- _Quoted passage_:
▬▬▬▬▬▬▬▬▬▬

# Detailer in Rochester, Kent area



## mbateman

Sorry if this is in the wrong section.

Any detailers in Rochester, north Kent area?
I collect a brand new 3 door BMW 1-Series on 15th August and looking for a new car protection.

I just want the exterior and wheels sealed with gtechniq serum black or light or similar.
I want to do interior leather etc myself.

KDS are local but need the car for a few days which I can't do.

Cheers.


Sent from my iPad using Tapatalk


----------



## ffrs1444

Dose that place in brands hatch detail or do they just sell detailing stuff


----------



## TheMattFinish

There are a few companies around your area that can do it though i would check the dw supporters map to see others such as kelly in the area.

However the biggest issue is that you want a package that technically can't be done and the products given the guarantee they will work.

Which ever ceramic coating you go for, gtechniq siramik nanolex etc etc your looking a minimum of three days if its being done correctly.

Full wash prep, single stage polish(it might even need more) panel wiping coatings applied and then adequate curing time inside to ensure the coatings harden correctly and don't come into contact with water etc

I would suggest if you can't be without your car for a few days looking at different products such as zaino z2 or a durable wax such as sw shield


----------



## mbateman

mattthomas said:


> There are a few companies around your area that can do it though i would check the dw supporters map to see others such as kelly in the area.

▬▬▬▬▬▬▬▬▬▬

- _Entries_:
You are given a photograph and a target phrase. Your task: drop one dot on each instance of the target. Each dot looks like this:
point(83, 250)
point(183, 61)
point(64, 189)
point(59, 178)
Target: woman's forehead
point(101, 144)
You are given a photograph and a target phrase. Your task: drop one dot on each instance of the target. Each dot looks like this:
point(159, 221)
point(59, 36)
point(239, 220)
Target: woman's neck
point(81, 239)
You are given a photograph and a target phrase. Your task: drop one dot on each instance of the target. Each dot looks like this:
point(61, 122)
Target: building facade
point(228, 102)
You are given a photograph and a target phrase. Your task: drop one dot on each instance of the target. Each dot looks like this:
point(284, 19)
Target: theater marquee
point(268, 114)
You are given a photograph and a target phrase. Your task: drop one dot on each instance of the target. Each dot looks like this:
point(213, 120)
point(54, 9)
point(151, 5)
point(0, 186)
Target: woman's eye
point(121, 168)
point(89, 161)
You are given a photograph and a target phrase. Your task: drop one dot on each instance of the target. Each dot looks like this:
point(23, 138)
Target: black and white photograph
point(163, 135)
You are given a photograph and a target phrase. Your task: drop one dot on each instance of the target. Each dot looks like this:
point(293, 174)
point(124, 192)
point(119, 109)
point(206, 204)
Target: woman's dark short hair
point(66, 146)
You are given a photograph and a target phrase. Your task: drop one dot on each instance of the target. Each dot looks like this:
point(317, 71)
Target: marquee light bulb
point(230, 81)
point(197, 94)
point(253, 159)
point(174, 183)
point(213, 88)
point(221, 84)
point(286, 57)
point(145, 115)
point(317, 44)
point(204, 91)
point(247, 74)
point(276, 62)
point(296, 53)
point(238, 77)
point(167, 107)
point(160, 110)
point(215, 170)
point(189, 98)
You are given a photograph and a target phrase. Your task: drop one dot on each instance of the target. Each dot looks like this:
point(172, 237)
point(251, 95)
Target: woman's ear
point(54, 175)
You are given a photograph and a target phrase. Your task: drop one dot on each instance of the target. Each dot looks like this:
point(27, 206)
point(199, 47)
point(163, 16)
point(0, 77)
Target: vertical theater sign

▬▬▬▬▬▬▬▬▬▬

Reproduce the Rochester detailing thread word for word, starting at "# Detailer in" and ending at "light or similar.".

# Detailer in Rochester, Kent area



## mbateman

Sorry if this is in the wrong section.

Any detailers in Rochester, north Kent area?
I collect a brand new 3 door BMW 1-Series on 15th August and looking for a new car protection.

I just want the exterior and wheels sealed with gtechniq serum black or light or similar.